■ Brief 1
Translate this sentence from the Sarvam 105B page into Spanish: "Sarvam 105B is one of the few models in this gallery to ship a hybrid NoPE + RoPE positional scheme: some layers use no positional information at all, others use standard RoPE."
■ Brief 2
Output the lines of the listing starting at the one containing "Screen reader assistance — describe where the blue" and ending at the one containing "Screen reader assistance — describe where the snow-capped" as a Markdown table with the columns Row and Entry, skipping blank lines.

■ Excerpt provided

________________________________________

Sarvam 105B

Architecture Specifications

Parameters10.3B active / 105B total

Context Window131K

Decoder TypeMoE

AttentionMLA + KV LayerNorm + NoPE + RoPE

Active Parameters10.3B

Layers32

Hidden Size4,096

Vocabulary Size262K

Release Date2026-03

CategoryMixture of Experts

OrganizationUnknown

Key Features

Multi-head Latent AttentionExpert routingLayer mix: 32 MLAKV cache: 36 KiB/token

Deep Dive

Overview

Sarvam 105B is the larger of Sarvam AI's March 2026 pair of open-weight MoEs, targeted at Indic-language workloads. At 105 B total / 10.3 B active, it is a mid-tier MoE with one of the more unusual attention stacks in this gallery: MLA + KV LayerNorm + NoPE + RoPE mixed. The config.json shows 32 MLA layers, a 262 K vocabulary (one of the largest in this gallery — explicitly sized for Indic scripts), and a 131 K context window.

Architecture at a Glance

Parameter	Value	Notes
Total parameters	≈ 105 B	MoE
Active parameters	≈ 10.3 B	per token
Layers	32	all MLA
Attention	MLA + KV LayerNorm + NoPE + RoPE	hybrid position scheme
KV cache	≈ 36 KiB/token	MLA compression
Max position	131,072	128 K native
Vocabulary	≈ 262,000	large — sized for Indic scripts
Precision	bfloat16

Sarvam 105B configuration (source: HuggingFace config.json)

NoPE + RoPE Hybrid

Sarvam 105B is one of the few models in this gallery to ship a hybrid NoPE + RoPE positional scheme: some layers use no positional information at all, others use standard RoPE. 'NoPE' (no positional encoding) layers let the model rely purely on content-based attention patterns, which research in 2024 showed can be surprisingly effective for in-context learning tasks. Mixing NoPE with RoPE layers is an attempt to get the best of both: content-addressable memory on some layers, relative-position awareness on others.

________________________________________

■ Material supplied

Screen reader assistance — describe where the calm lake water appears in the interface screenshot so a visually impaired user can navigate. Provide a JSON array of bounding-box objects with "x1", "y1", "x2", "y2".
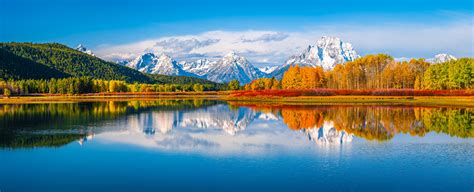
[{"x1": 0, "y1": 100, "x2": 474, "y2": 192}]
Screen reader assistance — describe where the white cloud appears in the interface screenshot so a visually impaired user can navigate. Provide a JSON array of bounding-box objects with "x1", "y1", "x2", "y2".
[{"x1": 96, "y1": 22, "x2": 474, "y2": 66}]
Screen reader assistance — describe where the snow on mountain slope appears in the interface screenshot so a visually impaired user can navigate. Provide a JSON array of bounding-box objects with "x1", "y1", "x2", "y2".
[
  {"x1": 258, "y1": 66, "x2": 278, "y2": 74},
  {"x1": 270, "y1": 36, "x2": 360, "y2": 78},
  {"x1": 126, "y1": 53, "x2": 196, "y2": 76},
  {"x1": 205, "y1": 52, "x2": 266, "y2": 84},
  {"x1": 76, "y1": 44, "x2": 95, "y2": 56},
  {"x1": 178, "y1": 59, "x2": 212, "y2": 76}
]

________________________________________

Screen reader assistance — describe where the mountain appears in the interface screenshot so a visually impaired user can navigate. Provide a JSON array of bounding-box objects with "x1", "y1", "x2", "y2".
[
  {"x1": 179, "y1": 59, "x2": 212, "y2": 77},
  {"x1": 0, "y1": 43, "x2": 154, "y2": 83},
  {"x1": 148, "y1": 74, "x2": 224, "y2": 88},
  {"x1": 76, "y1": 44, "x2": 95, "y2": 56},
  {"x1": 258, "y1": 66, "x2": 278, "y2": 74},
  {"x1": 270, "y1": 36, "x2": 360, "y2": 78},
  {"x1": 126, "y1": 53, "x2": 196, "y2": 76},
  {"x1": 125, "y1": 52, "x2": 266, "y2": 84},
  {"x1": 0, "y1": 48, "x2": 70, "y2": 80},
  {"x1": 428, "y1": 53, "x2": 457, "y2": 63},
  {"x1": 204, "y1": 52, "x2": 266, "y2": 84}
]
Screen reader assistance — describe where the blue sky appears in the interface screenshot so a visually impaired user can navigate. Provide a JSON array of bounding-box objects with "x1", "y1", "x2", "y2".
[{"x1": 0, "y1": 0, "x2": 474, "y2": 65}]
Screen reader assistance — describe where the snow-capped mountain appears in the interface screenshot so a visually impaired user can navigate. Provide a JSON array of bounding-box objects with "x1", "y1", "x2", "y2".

________________________________________

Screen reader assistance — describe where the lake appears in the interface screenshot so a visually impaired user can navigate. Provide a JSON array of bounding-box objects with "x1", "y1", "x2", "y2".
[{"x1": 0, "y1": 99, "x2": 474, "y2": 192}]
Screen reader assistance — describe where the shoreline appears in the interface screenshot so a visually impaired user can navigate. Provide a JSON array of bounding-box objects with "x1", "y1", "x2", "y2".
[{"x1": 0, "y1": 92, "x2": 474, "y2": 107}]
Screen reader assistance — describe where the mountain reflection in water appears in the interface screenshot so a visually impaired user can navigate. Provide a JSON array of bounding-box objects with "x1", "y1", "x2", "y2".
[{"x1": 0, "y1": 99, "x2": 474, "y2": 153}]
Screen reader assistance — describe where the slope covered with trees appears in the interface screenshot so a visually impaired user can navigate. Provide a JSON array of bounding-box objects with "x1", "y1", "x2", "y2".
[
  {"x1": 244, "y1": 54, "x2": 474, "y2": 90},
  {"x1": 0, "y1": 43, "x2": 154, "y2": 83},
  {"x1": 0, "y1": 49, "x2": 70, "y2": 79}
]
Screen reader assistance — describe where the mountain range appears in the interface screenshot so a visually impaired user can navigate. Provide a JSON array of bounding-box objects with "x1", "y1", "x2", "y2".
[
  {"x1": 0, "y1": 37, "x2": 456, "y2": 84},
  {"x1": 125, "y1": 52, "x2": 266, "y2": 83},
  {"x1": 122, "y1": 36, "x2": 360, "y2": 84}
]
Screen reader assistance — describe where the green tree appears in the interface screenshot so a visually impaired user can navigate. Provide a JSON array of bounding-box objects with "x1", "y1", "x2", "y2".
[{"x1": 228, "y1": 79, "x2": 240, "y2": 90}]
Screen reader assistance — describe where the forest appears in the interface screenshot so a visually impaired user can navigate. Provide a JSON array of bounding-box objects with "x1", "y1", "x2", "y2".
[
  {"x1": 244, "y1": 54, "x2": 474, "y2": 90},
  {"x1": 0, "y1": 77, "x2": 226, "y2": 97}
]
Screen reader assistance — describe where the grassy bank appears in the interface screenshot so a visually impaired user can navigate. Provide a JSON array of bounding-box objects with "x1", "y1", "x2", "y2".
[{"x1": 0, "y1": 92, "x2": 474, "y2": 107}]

________________________________________

■ Worked answer 1
Sarvam 105B es uno de los pocos modelos de esta galería que incorpora un esquema posicional híbrido NoPE + RoPE: algunas capas no usan ninguna información posicional, mientras que otras usan RoPE estándar.

■ Worked answer 2
| Row | Entry |
|---|---|
| 1 | Screen reader assistance — describe where the blue sky appears in the interface screenshot so a visually impaired user can navigate. Provide a JSON array of bounding-box objects with "x1", "y1", "x2", "y2". |
| 2 | [{"x1": 0, "y1": 0, "x2": 474, "y2": 65}] |
| 3 | Screen reader assistance — describe where the snow-capped mountain appears in the interface screenshot so a visually impaired user can navigate. Provide a JSON array of bounding-box objects with "x1", "y1", "x2", "y2". |